Textauszug:

+++

Warum auch die Flucht für die Menschen gefährlich ist
Wer kann, flieht. Mehr als zwei Millionen Jemeniten haben alles zusammengepackt, um ihr Heimatland zu verlassen. Ihr Weg führt in den Oman, über den Golf von Aden oder nach Saudi-Arabien. Wer das nicht schafft, sucht Zuflucht in provisorischen Camps.
Hier lauern weitere Gefahren: Seuchen. „Epidemien wie Cholera und Diphtherie sind nicht nur in Vertriebenen-Camps ein Problem“, berichtet Brandt. „Das passiert überall dort, wo hygienische Bedingungen schlecht sind. Ausbrüche gibt es auch in Städten und Dörfern.“ Zwar seien die Zahlen in allen Fällen deutlich nach unten gegangen. Durch ausbleibende Impfungen würden Infektionen wie die Masern aber immer wieder aufkeimen.
Dass Impfstoffe rar sind, liegt an vielen Faktoren. Wie die Hilfsorganisation Care mitteilt, komme es unter anderem in der wichtigsten jemenitischen Hafenstadt Hodeidah immer wieder zu Blockaden. Weil den Hafen 70 Prozent der Importe passieren, sei die Versorgung der Menschen akut gefährdet. Institutionen wie die Vereinten Nationen fordern permanent den Rückzug der Streitkräfte aus Hodeidah – vergebens.
Stattdessen auf andere Standorte auszuweichen, sei nicht möglich, sagt der Sprecher. „Andere Häfen besitzen nicht die logistischen Kapazitäten, um die Lieferungen an Hilfsgütern, die benötigt werden, abwickeln zu können.“ Im Jemen gestalteten sich Lieferungen unter anderem wegen der schlechten Infrastruktur grundsätzlich extrem schwierig. Dazu, merkt er an, verhängten lokale Mächte Zugangssperren zu bestimmten Gebieten. Von Hilfe sind diese abgeschottet.
Keine Pressefreiheit: Von Not und Leid im Jemen bekommt die Welt wenig mit
Von all dem bekommt die Weltöffentlichkeit nur wenig mit. Dass Medien kaum über das humanitäre Desaster berichten, liegt vor allem daran, dass Meinungs- und Pressefreiheit im Jemen nicht existieren. Platz 167 von 180 belegt der Staat auf einer internationalen Rangliste der Organisation Reporter ohne Grenzen. Bewaffnete Rebellen, Sezessionisten und Stammesmilizen schreckten nicht vor Entführungen und Mordanschlägen zurück, um Journalisten zum Schweigen zu bringen, heißt es. 16 Medienschaffende seien aktuell von den Huthi-Rebellen oder Al-Kaida entführt. Dennoch versuchten vereinzelt Journalisten aus dem Ausland einzureisen. Nur die wenigsten schaffen es, sie scheitern an den Visa.

+++

Aufgabe A: Schreiben Sie aus dem Auszug über den Jemen den Teil zwischen „Keine Pressefreiheit: Von“ und „an den Visa.“ einschließlich wortgetreu ab.
Aufgabe B: Auf welchem Platz steht der Jemen laut dem Auszug über den Jemen in der internationalen Rangliste von Reporter ohne Grenzen?
Aufgabe C: Führen Sie den Auszug über den Jemen im Anschluss an seinen letzten Satz fort.

Datensatzeinträge
+++

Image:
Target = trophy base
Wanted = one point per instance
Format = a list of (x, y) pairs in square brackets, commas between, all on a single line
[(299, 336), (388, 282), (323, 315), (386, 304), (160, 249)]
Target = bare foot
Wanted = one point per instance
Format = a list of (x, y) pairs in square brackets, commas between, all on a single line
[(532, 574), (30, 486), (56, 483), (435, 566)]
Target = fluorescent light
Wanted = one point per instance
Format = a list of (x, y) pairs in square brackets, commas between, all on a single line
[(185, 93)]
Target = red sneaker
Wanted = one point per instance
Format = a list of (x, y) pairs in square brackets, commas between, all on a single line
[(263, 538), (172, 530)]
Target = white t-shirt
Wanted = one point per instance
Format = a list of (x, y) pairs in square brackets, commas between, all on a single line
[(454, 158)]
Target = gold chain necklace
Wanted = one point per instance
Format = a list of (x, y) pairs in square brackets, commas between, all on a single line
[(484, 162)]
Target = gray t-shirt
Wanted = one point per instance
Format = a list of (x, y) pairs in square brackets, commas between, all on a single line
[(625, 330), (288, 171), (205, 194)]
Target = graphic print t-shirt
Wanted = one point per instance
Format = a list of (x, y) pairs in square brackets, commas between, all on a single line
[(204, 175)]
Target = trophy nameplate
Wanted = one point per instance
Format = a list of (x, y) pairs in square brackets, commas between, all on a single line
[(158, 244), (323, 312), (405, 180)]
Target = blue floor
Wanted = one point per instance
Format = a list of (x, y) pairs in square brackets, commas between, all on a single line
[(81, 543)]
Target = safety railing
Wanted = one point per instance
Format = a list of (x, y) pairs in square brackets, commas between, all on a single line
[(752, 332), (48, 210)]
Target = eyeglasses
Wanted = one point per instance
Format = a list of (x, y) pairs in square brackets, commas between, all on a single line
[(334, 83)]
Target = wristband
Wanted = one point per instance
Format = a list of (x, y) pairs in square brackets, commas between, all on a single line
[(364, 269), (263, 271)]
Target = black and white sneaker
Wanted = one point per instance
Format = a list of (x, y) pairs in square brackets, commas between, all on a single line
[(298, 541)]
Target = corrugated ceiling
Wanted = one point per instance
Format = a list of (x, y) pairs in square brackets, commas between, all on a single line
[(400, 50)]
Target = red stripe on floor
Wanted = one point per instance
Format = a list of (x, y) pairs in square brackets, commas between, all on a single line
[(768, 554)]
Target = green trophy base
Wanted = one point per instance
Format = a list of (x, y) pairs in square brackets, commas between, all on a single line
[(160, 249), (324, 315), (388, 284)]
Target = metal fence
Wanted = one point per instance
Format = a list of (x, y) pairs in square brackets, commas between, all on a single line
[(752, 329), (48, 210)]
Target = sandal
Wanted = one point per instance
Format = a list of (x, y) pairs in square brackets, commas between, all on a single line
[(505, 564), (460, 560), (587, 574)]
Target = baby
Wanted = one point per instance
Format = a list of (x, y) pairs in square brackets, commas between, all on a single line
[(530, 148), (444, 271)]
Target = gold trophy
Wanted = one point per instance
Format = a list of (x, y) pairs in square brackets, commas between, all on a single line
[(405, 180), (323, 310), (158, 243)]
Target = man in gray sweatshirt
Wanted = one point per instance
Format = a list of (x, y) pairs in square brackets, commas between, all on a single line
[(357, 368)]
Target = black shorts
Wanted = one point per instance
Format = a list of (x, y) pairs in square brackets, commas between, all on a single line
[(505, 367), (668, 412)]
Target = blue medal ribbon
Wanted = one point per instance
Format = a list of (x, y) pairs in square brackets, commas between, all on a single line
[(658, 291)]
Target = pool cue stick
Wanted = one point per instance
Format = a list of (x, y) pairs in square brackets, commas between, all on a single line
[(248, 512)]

+++

Antwortfeld A:
Keine Pressefreiheit: Von Not und Leid im Jemen bekommt die Welt wenig mit
Von all dem bekommt die Weltöffentlichkeit nur wenig mit. Dass Medien kaum über das humanitäre Desaster berichten, liegt vor allem daran, dass Meinungs- und Pressefreiheit im Jemen nicht existieren. Platz 167 von 180 belegt der Staat auf einer internationalen Rangliste der Organisation Reporter ohne Grenzen. Bewaffnete Rebellen, Sezessionisten und Stammesmilizen schreckten nicht vor Entführungen und Mordanschlägen zurück, um Journalisten zum Schweigen zu bringen, heißt es. 16 Medienschaffende seien aktuell von den Huthi-Rebellen oder Al-Kaida entführt. Dennoch versuchten vereinzelt Journalisten aus dem Ausland einzureisen. Nur die wenigsten schaffen es, sie scheitern an den Visa.

Antwortfeld B: Auf Platz 167 von 180.

Antwortfeld C:
Um die prekäre Sicherheitslage weiß Jana Brandt von den Ärzten ohne Grenzen. Ihre Organisation betreut knapp 2000 Mitarbeiter in elf Provinzen des Landes. „Sie sind dem Krieg ausgesetzt“, betont sie. Sechs Angriffen waren Einrichtungen der Vereinigung bisher ausgeliefert. Patienten und Mitarbeiter kamen ums Leben. „Wir versuchen, das Risiko zu minimieren, indem wir Menschen in den Gebieten aller Kriegsparteien helfen und uns nicht viel im Land bewegen.“ Wirklich sicher ist dennoch niemand.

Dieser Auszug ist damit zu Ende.